## SÉRIE DE TÂCHES
1/ Selon l'extrait du texte, à quelle date Mme T. a-t-elle été licenciée ?
2/ D'après l'extrait du texte, pourquoi la société Soin de Soi a-t-elle assigné Mme T. devant le tribunal de commerce de Bordeaux ?

---- EXTRAIT DU TEXTE

CA Bordeaux, 4e ch. civ., 7 décembre 2020, n° 16/06219
BORDEAUX
Arrêt
Infirmation
PARTIES
Demandeur :
Soin De Soi (EURL)
COMPOSITION DE LA JURIDICTION
Président :
M. Chelle
Conseillers :
Mme Fabry, Mme Brisset
FAITS ET PROCÉDURE
Mme T. a travaillé pour Mme P.-H., qui exploite à Gradignan (Gironde), 191 cours du Général de Gaulle, un salon d'esthétique par l'Eurl Soin de Soi, de 1999 au 31 janvier 2012, date de son licenciement.
La société Soin de Soi a découvert au début 2012 que Mme T. avait constitué une Eurl Ecrin qui exploitait un fonds de commerce d'esthétique à Bordeaux, 9 cours du Maréchal Galieni. Elle a obtenu du président du tribunal de grande instance de Bordeaux l'autorisation qu'un huissier aille procéder à des constatations à l'institut Ecrin, et prenne copie des plannings, tarifs et liste de clients. Ce constat a été établi le 28 mars 2013.
Estimant que Mme T. avait commis des actes de concurrence déloyale par démarchage de sa clientèle, la société Soin de Soi l'a assignée devant le tribunal de commerce de Bordeaux par acte du 1er juillet 2013 pour demander sa condamnation à lui payer 40 000 euros en réparation de son préjudice.
Par jugement du 16 décembre 2014, le tribunal de commerce de Bordeaux a débouté la société Soin de Soi de ses demandes et l'a condamnée à payer à Mme T. 1 500 euros sur le fondement de l'article 700 du code de procédure civile ainsi que les dépens.
Par déclaration du 14 octobre 2016, la société Soin de Soi a interjeté appel de cette décision.
L'affaire a été plusieurs fois renvoyée, les avocats des parties évoquant des tentatives d’accord amiables.
PRETENTIONS DES PARTIES
Par conclusions déposées en dernier lieu le 21 avril 2020, auxquelles il convient de se reporter pour le détail des moyens et arguments, la société Soin de Soi demande à la cour de :
RECEVOIR l'EURL SOIN DE SOIN en son appel,
- In limine litis : REJETER la fin de non-recevoir soulevée par Madame Christelle T.
- Sur le fonds : (sic)

--------
---- ENREGISTREMENTS

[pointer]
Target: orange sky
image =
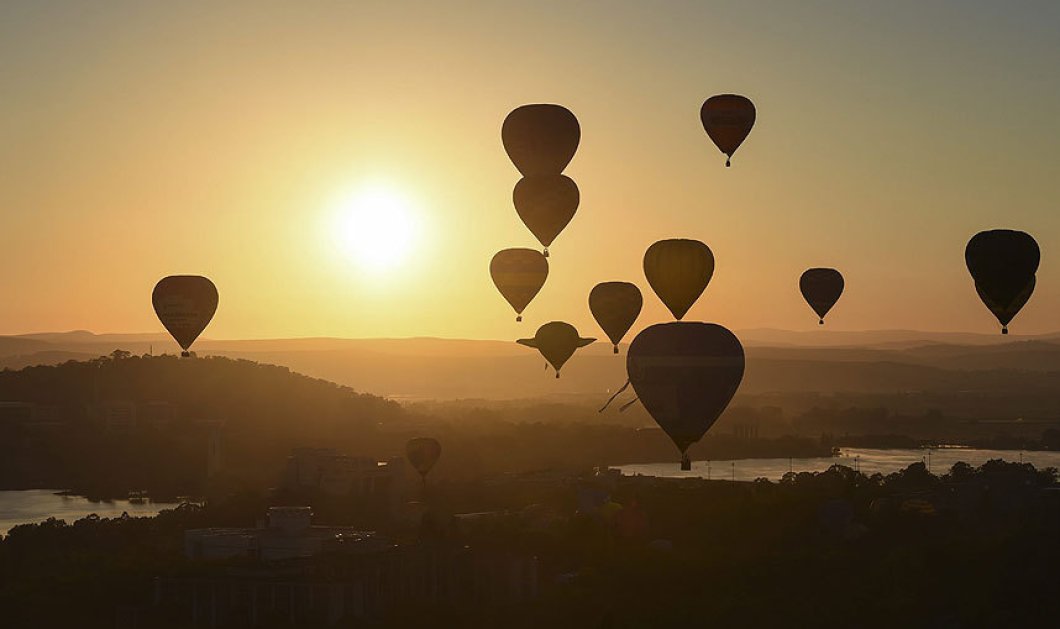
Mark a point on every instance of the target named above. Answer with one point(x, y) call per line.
point(141, 141)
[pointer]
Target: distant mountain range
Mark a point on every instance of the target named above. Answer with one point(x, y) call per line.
point(778, 361)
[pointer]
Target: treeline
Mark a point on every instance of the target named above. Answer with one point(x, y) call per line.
point(170, 425)
point(975, 546)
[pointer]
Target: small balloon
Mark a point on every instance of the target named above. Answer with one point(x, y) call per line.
point(616, 307)
point(186, 304)
point(822, 289)
point(678, 271)
point(546, 204)
point(727, 120)
point(423, 453)
point(518, 275)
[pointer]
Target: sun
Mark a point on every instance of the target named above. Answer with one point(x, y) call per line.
point(375, 226)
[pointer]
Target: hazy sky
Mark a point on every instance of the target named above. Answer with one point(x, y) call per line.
point(142, 139)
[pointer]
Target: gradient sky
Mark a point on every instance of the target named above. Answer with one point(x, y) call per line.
point(143, 139)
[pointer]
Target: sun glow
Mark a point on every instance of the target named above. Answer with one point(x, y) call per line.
point(376, 227)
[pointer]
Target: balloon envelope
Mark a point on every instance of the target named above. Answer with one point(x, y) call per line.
point(518, 274)
point(546, 204)
point(541, 139)
point(616, 306)
point(423, 453)
point(184, 303)
point(822, 289)
point(685, 374)
point(1003, 263)
point(678, 271)
point(727, 120)
point(557, 341)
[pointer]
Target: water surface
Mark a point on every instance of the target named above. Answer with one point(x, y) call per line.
point(37, 505)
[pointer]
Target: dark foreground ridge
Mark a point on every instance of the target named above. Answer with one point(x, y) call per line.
point(972, 547)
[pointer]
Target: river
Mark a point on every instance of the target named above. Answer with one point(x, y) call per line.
point(37, 505)
point(866, 459)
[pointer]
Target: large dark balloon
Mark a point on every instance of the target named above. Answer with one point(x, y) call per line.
point(518, 274)
point(541, 139)
point(557, 341)
point(1003, 263)
point(678, 271)
point(727, 119)
point(184, 303)
point(822, 289)
point(423, 453)
point(685, 374)
point(615, 306)
point(546, 204)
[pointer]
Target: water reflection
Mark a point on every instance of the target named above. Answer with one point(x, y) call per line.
point(37, 505)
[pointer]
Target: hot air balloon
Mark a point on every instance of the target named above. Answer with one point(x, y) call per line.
point(820, 289)
point(557, 341)
point(678, 271)
point(615, 306)
point(184, 303)
point(541, 139)
point(685, 374)
point(1003, 264)
point(727, 119)
point(546, 204)
point(423, 453)
point(518, 274)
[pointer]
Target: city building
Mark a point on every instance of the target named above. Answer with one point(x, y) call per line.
point(325, 470)
point(287, 534)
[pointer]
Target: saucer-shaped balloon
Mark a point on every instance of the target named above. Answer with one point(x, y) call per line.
point(557, 341)
point(184, 303)
point(541, 139)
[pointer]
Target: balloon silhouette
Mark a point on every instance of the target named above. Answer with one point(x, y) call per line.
point(685, 374)
point(615, 306)
point(184, 303)
point(727, 120)
point(822, 289)
point(678, 271)
point(1003, 264)
point(541, 139)
point(423, 453)
point(557, 341)
point(518, 274)
point(546, 204)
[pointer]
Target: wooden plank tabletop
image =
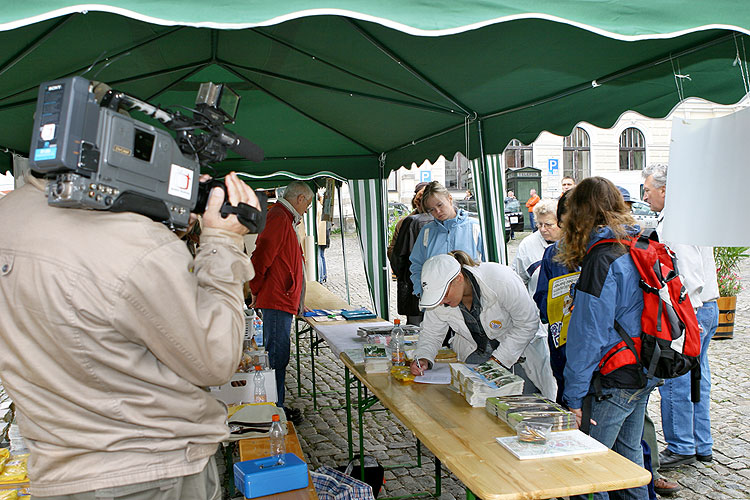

--------

## LES RÉPONSES
1/ Le 31 janvier 2012.

2/ La société Soin de Soi estimait que Mme T. avait commis des actes de concurrence déloyale en démarchant sa clientèle. Elle demandait donc sa condamnation à lui payer 40 000 euros en réparation de son préjudice.